## Required task
The records that follow must be reproduced in full, exactly as written.
─── Exercise material
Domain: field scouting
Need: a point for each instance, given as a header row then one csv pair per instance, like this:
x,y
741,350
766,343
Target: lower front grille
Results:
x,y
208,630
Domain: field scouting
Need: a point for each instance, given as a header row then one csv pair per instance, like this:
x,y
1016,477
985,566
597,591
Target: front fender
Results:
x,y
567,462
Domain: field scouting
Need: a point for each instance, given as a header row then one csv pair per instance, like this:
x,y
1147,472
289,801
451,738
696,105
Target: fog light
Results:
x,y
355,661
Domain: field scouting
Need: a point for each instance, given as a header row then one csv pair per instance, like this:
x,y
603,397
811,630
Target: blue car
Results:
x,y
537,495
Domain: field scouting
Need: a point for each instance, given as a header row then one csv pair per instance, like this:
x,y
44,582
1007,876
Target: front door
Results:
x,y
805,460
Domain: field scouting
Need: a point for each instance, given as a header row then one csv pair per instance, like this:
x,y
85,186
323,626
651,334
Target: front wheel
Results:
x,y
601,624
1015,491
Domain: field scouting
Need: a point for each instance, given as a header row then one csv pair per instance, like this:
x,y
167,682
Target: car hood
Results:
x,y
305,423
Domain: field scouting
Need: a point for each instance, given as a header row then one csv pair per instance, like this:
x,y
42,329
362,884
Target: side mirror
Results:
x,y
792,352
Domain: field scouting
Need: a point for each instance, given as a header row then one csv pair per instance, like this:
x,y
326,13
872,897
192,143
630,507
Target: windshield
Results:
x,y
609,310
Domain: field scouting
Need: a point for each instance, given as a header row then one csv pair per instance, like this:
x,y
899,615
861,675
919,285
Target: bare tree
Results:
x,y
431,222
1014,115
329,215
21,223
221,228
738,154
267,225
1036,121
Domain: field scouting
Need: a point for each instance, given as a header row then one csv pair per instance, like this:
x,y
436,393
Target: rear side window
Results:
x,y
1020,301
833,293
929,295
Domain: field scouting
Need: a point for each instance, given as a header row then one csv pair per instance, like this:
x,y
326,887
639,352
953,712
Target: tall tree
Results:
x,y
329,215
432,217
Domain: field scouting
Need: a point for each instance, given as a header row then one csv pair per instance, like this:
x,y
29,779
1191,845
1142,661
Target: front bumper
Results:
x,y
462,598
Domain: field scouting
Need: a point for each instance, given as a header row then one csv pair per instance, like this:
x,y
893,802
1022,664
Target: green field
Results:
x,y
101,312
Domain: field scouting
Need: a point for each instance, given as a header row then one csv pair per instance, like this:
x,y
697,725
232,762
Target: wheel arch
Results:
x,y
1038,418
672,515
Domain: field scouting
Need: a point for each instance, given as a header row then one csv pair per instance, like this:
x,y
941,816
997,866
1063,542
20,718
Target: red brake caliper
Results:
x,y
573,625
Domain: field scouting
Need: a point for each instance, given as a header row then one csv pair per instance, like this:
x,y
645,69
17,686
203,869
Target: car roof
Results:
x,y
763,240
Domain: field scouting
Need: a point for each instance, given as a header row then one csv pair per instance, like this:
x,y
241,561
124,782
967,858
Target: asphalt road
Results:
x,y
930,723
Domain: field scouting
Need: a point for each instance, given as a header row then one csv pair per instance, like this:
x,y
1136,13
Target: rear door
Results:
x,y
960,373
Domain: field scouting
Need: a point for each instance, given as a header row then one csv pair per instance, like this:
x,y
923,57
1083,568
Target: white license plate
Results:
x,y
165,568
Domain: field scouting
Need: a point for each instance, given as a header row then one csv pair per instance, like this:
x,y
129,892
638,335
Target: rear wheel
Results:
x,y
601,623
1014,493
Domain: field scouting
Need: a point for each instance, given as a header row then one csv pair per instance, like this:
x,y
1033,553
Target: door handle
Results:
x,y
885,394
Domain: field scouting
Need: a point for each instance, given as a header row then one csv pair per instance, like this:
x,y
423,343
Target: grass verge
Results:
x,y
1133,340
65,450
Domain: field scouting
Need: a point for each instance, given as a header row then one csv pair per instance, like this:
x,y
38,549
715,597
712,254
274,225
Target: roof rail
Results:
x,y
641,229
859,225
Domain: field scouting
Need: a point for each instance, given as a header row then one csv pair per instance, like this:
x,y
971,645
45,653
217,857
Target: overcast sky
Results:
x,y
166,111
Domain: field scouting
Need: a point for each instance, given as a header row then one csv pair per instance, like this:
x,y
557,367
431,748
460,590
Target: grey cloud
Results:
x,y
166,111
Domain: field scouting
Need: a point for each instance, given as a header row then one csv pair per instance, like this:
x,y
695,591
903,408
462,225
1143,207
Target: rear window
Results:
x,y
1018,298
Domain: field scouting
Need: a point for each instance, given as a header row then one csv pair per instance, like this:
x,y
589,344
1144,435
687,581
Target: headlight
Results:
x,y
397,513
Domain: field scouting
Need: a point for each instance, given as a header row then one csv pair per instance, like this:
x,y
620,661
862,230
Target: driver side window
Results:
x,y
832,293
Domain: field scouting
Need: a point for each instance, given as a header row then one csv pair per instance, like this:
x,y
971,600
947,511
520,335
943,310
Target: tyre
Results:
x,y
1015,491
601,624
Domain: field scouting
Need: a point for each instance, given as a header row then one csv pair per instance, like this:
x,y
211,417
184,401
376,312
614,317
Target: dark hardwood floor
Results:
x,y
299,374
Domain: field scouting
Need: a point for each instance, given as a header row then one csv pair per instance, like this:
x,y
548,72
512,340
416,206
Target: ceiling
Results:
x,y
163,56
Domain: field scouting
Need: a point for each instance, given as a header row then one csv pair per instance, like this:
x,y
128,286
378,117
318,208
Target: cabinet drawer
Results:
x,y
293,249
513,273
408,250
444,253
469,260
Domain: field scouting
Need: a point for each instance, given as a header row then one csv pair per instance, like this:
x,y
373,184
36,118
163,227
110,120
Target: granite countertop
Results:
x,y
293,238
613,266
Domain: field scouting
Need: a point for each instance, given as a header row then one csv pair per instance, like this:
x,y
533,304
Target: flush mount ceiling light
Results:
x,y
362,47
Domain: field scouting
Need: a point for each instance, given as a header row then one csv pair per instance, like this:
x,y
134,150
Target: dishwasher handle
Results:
──────
## Result of this task
Domain: field scouting
Need: a point for each instance, given as a header row then one csv pair per instance, like this:
x,y
741,350
766,343
Target: lower front grille
Results:
x,y
208,630
Domain: field scouting
Need: a point for each instance, given as a header row then one csv pair per instance, like this:
x,y
1016,477
985,566
597,591
Target: front fender
Results:
x,y
567,462
Domain: field scouting
Need: a point for each instance, given as a header row then one csv pair per instance, like this:
x,y
1147,472
289,801
451,738
696,105
Target: fog light
Results:
x,y
355,661
Domain: field scouting
Need: a point for each instance, given as a header row then one csv pair per instance, like this:
x,y
603,397
811,630
Target: blue car
Results:
x,y
537,495
Domain: field scouting
Need: a point for each instance, given as a header row then one csv pair per instance, like this:
x,y
44,582
1007,876
Target: front door
Results:
x,y
805,460
Domain: field scouting
Need: a point for each instance, given as a header row then one csv pair per instance, like this:
x,y
85,186
323,626
651,334
Target: front wheel
Results:
x,y
601,624
1015,491
Domain: field scouting
Need: a point for each instance, given as a header row then one csv pair per instance, like this:
x,y
167,682
Target: car hood
Results:
x,y
305,423
Domain: field scouting
Need: a point for each instance, given as a header row then one csv pair per instance, like this:
x,y
42,329
362,884
Target: side mirror
Results:
x,y
792,352
Domain: field scouting
Need: a point for each instance, given as a header row then one csv pair per instance, like this:
x,y
326,13
872,897
192,143
630,507
Target: windshield
Results:
x,y
609,310
Domain: field scouting
Need: a point for each instance, given as a header row then one csv pair per instance, like this:
x,y
899,615
861,675
919,285
Target: bare tree
Results:
x,y
431,222
1014,115
329,215
21,223
221,228
738,154
267,225
1036,121
Domain: field scouting
Need: a point for each instance, given as a header row then one csv pair per instance, like this:
x,y
436,393
Target: rear side window
Results:
x,y
1020,301
833,293
929,295
Domain: field scouting
Need: a point for each instance, given as a header row then one csv pair per instance, like this:
x,y
326,887
639,352
953,712
Target: tall tree
Results:
x,y
329,215
432,217
Domain: field scouting
Need: a point for each instance, given as a header row then one csv pair per instance, like this:
x,y
29,779
1191,845
1142,661
Target: front bumper
Results:
x,y
462,598
Domain: field scouting
Need: a point for each instance, given as a header row then one csv pair per instance, like this:
x,y
893,802
1022,664
Target: green field
Results:
x,y
101,312
Domain: field scouting
Need: a point for each instance, given as a header row then one csv pair per instance, like this:
x,y
697,725
232,762
Target: wheel arch
Results:
x,y
1038,418
672,515
Domain: field scouting
Need: a point for each instance, given as a header row then one csv pair per instance, like this:
x,y
941,816
997,866
1063,542
20,718
Target: red brake caliper
Results:
x,y
573,625
Domain: field scouting
Need: a point for each instance, given as a header row then one csv pair per instance, like this:
x,y
645,69
17,686
203,869
Target: car roof
Results:
x,y
763,240
Domain: field scouting
Need: a point for each instance, given as a header row then one csv pair per instance, like this:
x,y
241,561
124,782
967,858
Target: asphalt road
Results:
x,y
930,723
Domain: field scouting
Need: a point for each instance, given as a header row then one csv pair per instance, like this:
x,y
1136,13
Target: rear door
Results:
x,y
960,373
Domain: field scouting
Need: a point for each instance, given as a header row then one csv pair per instance, like this:
x,y
923,57
1083,568
Target: white license plate
Results:
x,y
165,568
Domain: field scouting
Need: a point for each instance, given as a header row then one csv pair per instance, like this:
x,y
129,892
638,335
Target: rear wheel
Results:
x,y
601,623
1014,493
Domain: field scouting
Need: a point for each instance, given as a header row then one csv pair per instance, like this:
x,y
1033,553
Target: door handle
Results:
x,y
885,394
Domain: field scouting
Need: a point for each instance, given as a header row then one csv pair per instance, like this:
x,y
423,343
Target: grass verge
Results:
x,y
1133,340
65,450
Domain: field scouting
Need: a point for each instance, given as a header row then one csv pair per instance, like this:
x,y
38,549
715,597
712,254
274,225
Target: roof rail
Results:
x,y
641,229
859,225
Domain: field scouting
Need: a point for each instance, given as a header row then one csv pair per instance, like this:
x,y
971,645
45,653
217,857
Target: overcast sky
Results:
x,y
166,111
Domain: field scouting
Need: a point for each instance, given as a header row then one csv pair per instance, like this:
x,y
557,367
431,748
460,590
Target: grey cloud
Results:
x,y
166,111
Domain: field scouting
Need: a point for each instance, given as a header row then one csv pair per instance, like this:
x,y
695,591
903,408
462,225
1143,207
Target: rear window
Results:
x,y
1018,298
Domain: field scouting
Need: a point for each instance, given as a header row then one csv pair per instance, like this:
x,y
589,344
1144,435
687,581
Target: headlight
Results:
x,y
397,513
Domain: field scouting
Need: a point for each instance, given as a header row then one csv pair per instance, like this:
x,y
620,661
862,230
Target: driver side window
Results:
x,y
832,293
Domain: field scouting
Need: a point for each instance, given as a header row then one csv pair per instance, like this:
x,y
971,600
947,511
520,335
943,310
Target: tyre
Results:
x,y
1015,491
601,624
Domain: field scouting
Need: a point for each instance, given as a header row then one csv pair per instance, like this:
x,y
211,417
184,401
376,312
614,317
Target: dark hardwood floor
Results:
x,y
299,374
Domain: field scouting
Need: a point for each instance, given as a header row then one csv pair per instance, like this:
x,y
548,72
512,340
416,206
Target: ceiling
Results:
x,y
163,56
Domain: field scouting
Need: a point for each instance, given as a header row then one csv pair per instance, like this:
x,y
128,286
378,117
318,208
Target: cabinet drawer
Results:
x,y
293,249
513,273
408,250
444,253
469,260
Domain: field scouting
Need: a point for each instance, given as a header row then one csv pair per instance, like this:
x,y
373,184
36,118
163,227
110,120
Target: granite countertop
Results:
x,y
293,238
613,266
Domain: field scouting
Need: a point for each instance, given as a header row then one csv pair per instance, like this:
x,y
533,304
Target: flush mount ceiling light
Results:
x,y
362,47
Domain: field scouting
Need: a point for each instance, given as a header row then one csv pair per instance, like this:
x,y
134,150
Target: dishwasher handle
Results:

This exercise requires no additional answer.